## CONSIGNE A
Transcrivez fidèlement le passage du texte sur le procureur Gratteri qui commence à "13 janvier 2016" et se termine à "seuil de l’appartement.".
## CONSIGNE B
Poursuivez le texte sur les menaces visant le procureur Gratteri après sa dernière phrase.

## EXTRAIT DU TEXTE
⟨

Il y a actuellement 33 ans que Gratteri est escorté jour et nuit, 7 jours sur 7. Il ne se déplace plus qu’au milieu de convois de voitures blindées fonçant à tombeau ouvert pour éviter de devenir une cible facile en cas d’immobilisation. Pour diminuer les risques liés aux déplacements, le procureur Gratteri ne va jamais au restaurant et mange tous les jours au bureau. Il vit sans arrêt enfermé, ne va jamais à la mer, ni en vacances. Quand un journaliste lui demande s’il est surpris d’être toujours en vie malgré la menace constante, Gratteri répond avec le sourire : « Parfois oui c’est ce que je me dis. Que j’ai de la chance. D’ailleurs, je pense tout le temps à la mort, mais on ne peut que continuer à vivre comme ça, parce que vivre comme un lâche n’a aucun sens ! »

Les plans d’attentats ourdis par la ’Ndrangheta
Juin 2005
En 2004, les services de renseignements de sécurité intérieure du gouvernement italien alertent d’un risque imminent d’attentat contre Nicola Gratteri, alors procureur adjoint de Reggio de Calabre. L’escorte est immédiatement renforcée et les enquêteurs profitent d’une largesse de la justice italienne qui autorise les policiers à dissimuler des micros dans la cour de promenade des prisons. Un an après, en juin 2005, ils interceptent une conversation entre deux détenus de la ’Ndrangheta qui évoquent explicitement plusieurs manières de faire exploser le procureur avec son escorte. Une opération policière est mise sur pied et quelques jours plus tard, dans la plaine de Gioia Tauro, les carabiniers du ROS (Raggruppamento Operativo Speciale) découvrent un véritable arsenal de guerre prévu pour l’attaque. Un kilo de plastique avec détonateur, des lance-roquettes, des grenades et des Kalachnikovs sans doute destinés à attaquer le convoi du magistrat.
13 janvier 2016
La Calabre est située de l’autre côté d’un bras de mer à seulement quelques kilomètres de Messine, en Sicile. Le fils du procureur Gratteri étudie en toute discrétion dans la prestigieuse université de la ville. Par un matin d’hiver, deux individus sonnent à la porte de la résidence. Le jeune homme appuie sur l’interphone et demande :
- Qui est-ce ?
- Buongiorno, c’est les policiers d’escorte, ouvrez, nous devons vous parler !
- Okay, je vous ouvre, je suis au troisième étage.
- Grazie, répond l’individu.
Sans se méfier, il appuie sur le bouton qui déclenche l’ouverture de l’entrée. Les deux hommes rentrent dans l’immeuble, s’enfilent dans l’ascenseur et montent les niveaux. Le fils du magistrat entrouvre la porte, mais laisse clos le portail métallique qui barre le seuil de l’appartement.
Au moment où la cabine ralentit sa course, le jeune homme remarque que les deux types n’ont pas d’uniforme et portent des cagoules. Il referme rapidement la porte, se barricade et appelle immédiatement son père. Les deux individus dévalent alors les escaliers et s’enfuient. Malgré la vérification des images de vidéo-surveillance, les enquêteurs ne parviennent pas à retrouver les suspects. La sécurité autour du procureur et de son entourage est encore une fois renforcée.

⟩

## MATÉRIEL D'ÉTUDE

⟨

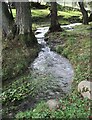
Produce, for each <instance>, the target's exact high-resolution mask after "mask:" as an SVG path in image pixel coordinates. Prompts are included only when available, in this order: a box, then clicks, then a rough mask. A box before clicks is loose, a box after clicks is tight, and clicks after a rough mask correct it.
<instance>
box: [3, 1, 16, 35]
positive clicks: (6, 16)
mask: <svg viewBox="0 0 92 120" xmlns="http://www.w3.org/2000/svg"><path fill="white" fill-rule="evenodd" d="M2 20H3V22H2V28H3V36H8V35H9V34H10V33H11V32H12V25H13V22H14V21H13V16H12V14H10V12H9V10H8V5H7V4H6V3H5V2H2Z"/></svg>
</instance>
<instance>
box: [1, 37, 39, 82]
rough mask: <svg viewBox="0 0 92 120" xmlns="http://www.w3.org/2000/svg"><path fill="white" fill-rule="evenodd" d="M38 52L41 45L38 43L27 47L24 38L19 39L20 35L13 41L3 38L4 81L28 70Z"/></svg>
mask: <svg viewBox="0 0 92 120" xmlns="http://www.w3.org/2000/svg"><path fill="white" fill-rule="evenodd" d="M38 52H39V46H38V45H37V44H35V45H34V46H31V47H27V46H26V45H25V42H23V40H19V37H16V39H14V40H11V41H10V40H8V39H5V40H3V50H2V56H3V57H2V59H3V64H2V68H3V69H2V73H3V76H2V77H3V81H5V80H9V79H13V78H15V77H16V76H18V75H20V74H21V73H23V71H24V70H27V68H28V66H29V63H30V62H32V61H33V60H34V59H35V57H36V56H37V54H38Z"/></svg>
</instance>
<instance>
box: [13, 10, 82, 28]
mask: <svg viewBox="0 0 92 120" xmlns="http://www.w3.org/2000/svg"><path fill="white" fill-rule="evenodd" d="M12 12H13V16H14V17H15V16H16V10H15V9H12ZM49 14H50V11H49V10H48V9H35V10H34V9H32V21H33V24H32V27H33V30H35V29H36V28H38V27H41V26H49V25H50V15H49ZM81 19H82V16H81V12H79V11H58V20H59V23H60V24H61V25H62V24H69V23H73V22H77V21H79V22H80V21H82V20H81Z"/></svg>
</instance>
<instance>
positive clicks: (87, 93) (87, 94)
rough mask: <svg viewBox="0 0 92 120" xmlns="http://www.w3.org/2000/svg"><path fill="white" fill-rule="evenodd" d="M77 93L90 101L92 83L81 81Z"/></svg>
mask: <svg viewBox="0 0 92 120" xmlns="http://www.w3.org/2000/svg"><path fill="white" fill-rule="evenodd" d="M78 92H80V93H81V95H82V96H83V97H84V98H88V99H91V100H92V82H91V81H87V80H84V81H81V82H80V83H79V84H78Z"/></svg>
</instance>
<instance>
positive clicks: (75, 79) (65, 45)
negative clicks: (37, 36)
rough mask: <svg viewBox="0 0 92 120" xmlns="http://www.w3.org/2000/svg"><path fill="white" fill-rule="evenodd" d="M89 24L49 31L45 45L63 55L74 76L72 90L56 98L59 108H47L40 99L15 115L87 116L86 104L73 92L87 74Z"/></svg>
mask: <svg viewBox="0 0 92 120" xmlns="http://www.w3.org/2000/svg"><path fill="white" fill-rule="evenodd" d="M89 28H90V26H88V25H86V26H84V25H80V26H76V27H75V28H74V30H73V31H67V32H66V31H63V32H57V33H50V34H48V36H49V45H50V46H53V47H52V49H53V50H55V51H56V52H58V53H59V54H61V55H63V56H65V57H67V58H68V59H69V60H70V62H71V63H72V65H73V67H74V71H75V76H74V80H73V84H72V92H71V93H70V94H69V95H68V96H66V97H65V98H63V99H59V102H60V108H59V109H57V110H55V111H51V110H49V109H48V107H47V106H46V103H45V102H44V101H42V102H40V103H39V104H37V106H36V107H35V108H34V109H33V110H27V111H25V112H20V113H18V114H17V115H16V119H19V118H44V119H45V118H65V119H71V118H72V119H73V118H76V119H77V118H81V119H87V118H89V116H90V114H91V113H90V104H89V102H91V101H90V100H88V99H86V98H85V99H84V98H83V97H82V96H81V95H80V93H78V91H77V85H78V83H79V82H80V81H82V80H85V79H88V78H89V77H90V64H89V59H90V30H89Z"/></svg>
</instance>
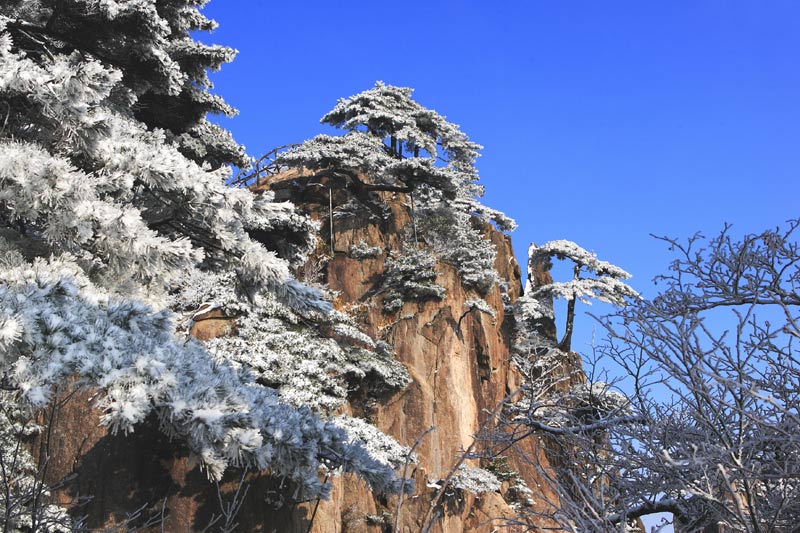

⟩

## RÉPONSE FINALE A
13 janvier 2016
La Calabre est située de l’autre côté d’un bras de mer à seulement quelques kilomètres de Messine, en Sicile. Le fils du procureur Gratteri étudie en toute discrétion dans la prestigieuse université de la ville. Par un matin d’hiver, deux individus sonnent à la porte de la résidence. Le jeune homme appuie sur l’interphone et demande :
- Qui est-ce ?
- Buongiorno, c’est les policiers d’escorte, ouvrez, nous devons vous parler !
- Okay, je vous ouvre, je suis au troisième étage.
- Grazie, répond l’individu.
Sans se méfier, il appuie sur le bouton qui déclenche l’ouverture de l’entrée. Les deux hommes rentrent dans l’immeuble, s’enfilent dans l’ascenseur et montent les niveaux. Le fils du magistrat entrouvre la porte, mais laisse clos le portail métallique qui barre le seuil de l’appartement.

## RÉPONSE FINALE B
En 2020, le collaborateur de justice Maurizio Maviglia (surnommé « Lupin ») révéla des détails sur cet épisode en confirmant qu’il s’agissait bien d’une tentative d’assassinat ourdi par la ‘Ndranghetta pour se venger du procureur.
En 2021, Antonio Cataldo, un autre repenti évoqua que depuis 2013, il existait plusieurs projets d’attentat qui avaient été planifiés contre le jeune homme. Parmi ces projets figurait un assassinat qui aurait été maquillé en accident de voiture.
Janvier 2019
Dès le début de l’année 2019, les menaces s’accentuent et la tension monte encore d’un cran. Le procureur passe toutes ses journées dans son bureau du palais de justice. Son escorte est davantage renforcée et des mesures de sécurité supplémentaires sont prises autour du tribunal de Catanzaro. Les bouches d’égout sont scellées et les boîtiers de gaz et d’électricité sont consolidés.
Malgré cette tension continue, Gratteri maintient la pression judiciaire sur les mafiosi. Le 29 mai 2019, il ordonne l’opération « Malapianta » qui conduit à l’arrestation de 35 individus dans la région de Crotone. C’est un succès majeur avec le démantèlement de la ’Ndrangheta locale de San Leonardo di Cutro. L’un des clans les plus anciens, les plus féroces et les plus dangereux de la province.
L’enquête établit qu’outre la domination incontestée du trafic de drogue entre les provinces de Crotone et de Catanzaro et l’usure pratiquée contre divers entrepreneurs jusque dans le nord de l’Italie, le clan contrôlait la gestion des villages touristiques en s’adonnant au racket, mais aussi en régentant l’embauche des travailleurs choisit selon leurs critères, éliminant de ce fait, toute forme de libre marché et de concurrence.
Au fil des décennies, la ’Ndrine de San Leonardo a diversifié ses opérations criminelles, passant de la contrebande de cigarettes au trafic de stupéfiants, à l’usure et à l’extorsion. Selon les repentis que le procureur Gratteri a interrogés, ce clan domine la région depuis les années 70′.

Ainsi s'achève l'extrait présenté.